━━ Page extract ━━

I am going to write this review much like I did yesterday’s, heavy on the quotations because this writer is such a Writer.

“A River Runs Through It,” the title story and the one best critically received, begins:

In our family, there was no clear line between religion and fly fishing. We lived at the junction of great trout rivers in western Montana, and our father was a Presbyterian minister and a fly fisherman who tied his own flies and taught others. He told us about Christ’s disciples being fishermen, and we were left to assume, as my brother and I did, that all first-class fishermen on the Sea of Galilee were fly fishermen and that John, the favorite, was a dry-fly fisherman.

We meet a young Norman and his brother Paul, briefly as boys to establish their personalities and their relationship with fishing (every bit as reverent as those opening lines suggest), and then we delve into their lives in their early thirties. They fish together. Paul is a gifted fly fisherman. They have a noncommunicative (stereotypically male) relationship, but they worship together at the river, hone their craft, share special moments; their world is intruded upon by the unpleasantness of Norman’s brother-in-law, who is (gasp) a bait fisherman. Paul also likes to fight, and he comes to a young and violent end. All these years later, the Maclean who writes this story might be seen as exorcising a youthful trauma; lucky for us it is as thoughtful, wise, delicate, and beautiful as it is.

…I could never be talked into believing that all a fish knows is hunger and fear. I have tried to feel nothing but hunger and fear and don’t see how a fish could ever grow to six inches if that were all he ever felt. In fact, I go so far sometimes as to imagine that a fish thinks pretty thoughts.

Again I see Derrick Jensen here: fish are people, too.

What a beautiful world it was once. At least a river of it was. And it was almost mine and my family’s, and just a few others’ who wouldn’t steal beer. You could leave beer to cool in the river, and it would be so cold when you got back it wouldn’t foam much. It would be a beer made in the next town if the town were ten thousand or over. So it was either Kessler Beer made in Helena or Highlander Beer made in Missoula that was left to cool in the Blackfoot River. What a wonderful world it was once when all the beer was not made in Milwaukee, Minneapolis, or St. Louis.

If you don’t see Hemingway’s legacy there, I don’t know what I can say to help you. Maclean was born just three years after Papa, but Hemingway had been dead over a decade when this, Maclean’s first book, was published, so at least in literary terms they are a generation apart. No one can write prayerfully about fishing and the beauty of a trout stream without channeling that man.

━━━
━━ Entries provided ━━

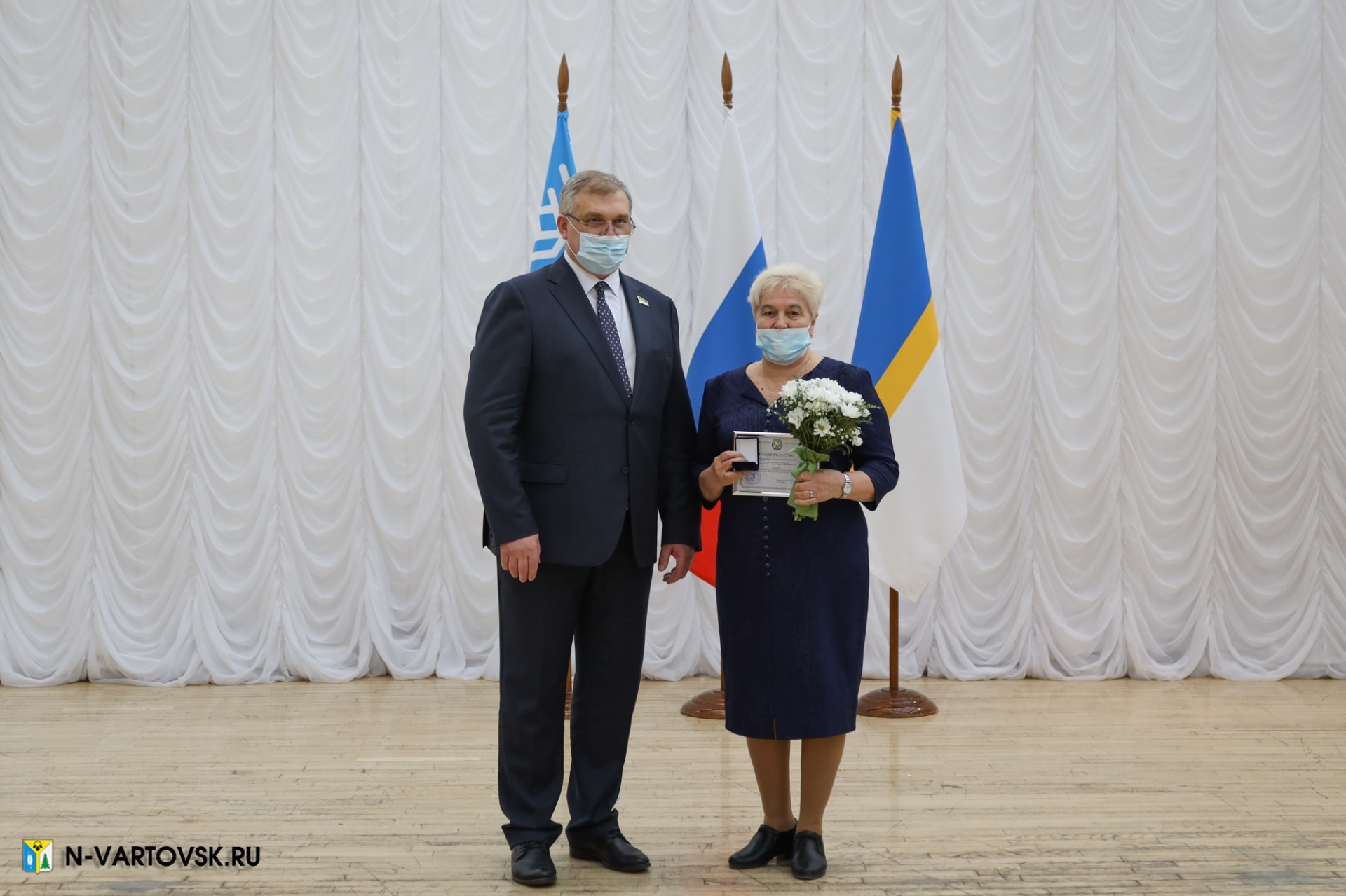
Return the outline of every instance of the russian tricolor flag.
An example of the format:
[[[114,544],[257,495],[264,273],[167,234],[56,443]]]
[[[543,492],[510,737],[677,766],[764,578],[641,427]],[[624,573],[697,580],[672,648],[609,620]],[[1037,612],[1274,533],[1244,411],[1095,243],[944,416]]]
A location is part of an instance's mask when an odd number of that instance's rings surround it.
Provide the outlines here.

━━━

◆ **Set exercise A**:
In the review of "A River Runs Through It," rewrite everything from "We meet a young" down to "beautiful as it is.", swapping "brother-in-law" for "father-in-law".
◆ **Set exercise B**:
Pick up the review of "A River Runs Through It" after its last sentence and keep writing.

◆ **Task result A**:
We meet a young Norman and his brother Paul, briefly as boys to establish their personalities and their relationship with fishing (every bit as reverent as those opening lines suggest), and then we delve into their lives in their early thirties. They fish together. Paul is a gifted fly fisherman. They have a noncommunicative (stereotypically male) relationship, but they worship together at the river, hone their craft, share special moments; their world is intruded upon by the unpleasantness of Norman’s father-in-law, who is (gasp) a bait fisherman. Paul also likes to fight, and he comes to a young and violent end. All these years later, the Maclean who writes this story might be seen as exorcising a youthful trauma; lucky for us it is as thoughtful, wise, delicate, and beautiful as it is.

◆ **Task result B**:
I sat there and forgot and forgot, until what remained was the river that went by and I who watched. On the river the heat mirages danced with each other and then they danced through each other and then they joined hands and danced around each other. Eventually the watcher joined the river, and there was only one of us. I believe it was the river.

Again, talk about prayerful – a word he uses several times, actually, and appropriately. I won’t quote the famous final line of this story for you. Go find it out for yourself. I cannot argue with the accepted notion that “A River Runs Through It” is Maclean’s masterpiece.

Next is “Logging and Pimping and ‘Your Pal, Jim'”, a story of Maclean’s work as a young man on a logging camp, during the summers while he’s not in school becoming an academic. The man who signs his letters as in the story’s title is a mystery, and the fact that Maclean leaves him unexplained felt a little strange but, of course, very real. It’s an entertaining and rather disturbing little tale, worth the time, but nothing compared to River.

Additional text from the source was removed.